Instrucciones de la tarea ▸ Copia las líneas que van desde el comienzo de los registros hasta la línea que contiene "Provide the mask of every instance of the donkey.", ambas incluidas, e intercambia "example output" por "sample output" sin tocar nada más.

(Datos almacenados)
•••

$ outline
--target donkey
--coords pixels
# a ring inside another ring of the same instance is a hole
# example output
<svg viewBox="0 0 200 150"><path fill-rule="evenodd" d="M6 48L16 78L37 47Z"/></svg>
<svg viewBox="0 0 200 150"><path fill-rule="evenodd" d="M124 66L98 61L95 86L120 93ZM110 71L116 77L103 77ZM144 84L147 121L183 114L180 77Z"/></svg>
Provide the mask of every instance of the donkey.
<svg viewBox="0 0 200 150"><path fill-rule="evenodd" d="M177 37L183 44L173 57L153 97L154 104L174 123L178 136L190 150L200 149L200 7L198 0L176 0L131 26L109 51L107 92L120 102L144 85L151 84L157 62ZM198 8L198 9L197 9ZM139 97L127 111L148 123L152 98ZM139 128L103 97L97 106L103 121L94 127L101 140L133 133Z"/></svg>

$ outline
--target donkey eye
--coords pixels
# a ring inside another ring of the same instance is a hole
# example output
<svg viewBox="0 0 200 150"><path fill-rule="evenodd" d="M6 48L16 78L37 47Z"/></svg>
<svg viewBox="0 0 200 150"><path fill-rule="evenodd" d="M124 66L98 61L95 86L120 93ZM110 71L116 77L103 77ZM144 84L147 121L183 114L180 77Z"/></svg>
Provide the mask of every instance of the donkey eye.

•••

Respuesta ▸
$ outline
--target donkey
--coords pixels
# a ring inside another ring of the same instance is a hole
# sample output
<svg viewBox="0 0 200 150"><path fill-rule="evenodd" d="M6 48L16 78L37 47Z"/></svg>
<svg viewBox="0 0 200 150"><path fill-rule="evenodd" d="M124 66L98 61L95 86L120 93ZM110 71L116 77L103 77ZM144 84L147 121L183 114L180 77Z"/></svg>
Provide the mask of every instance of the donkey.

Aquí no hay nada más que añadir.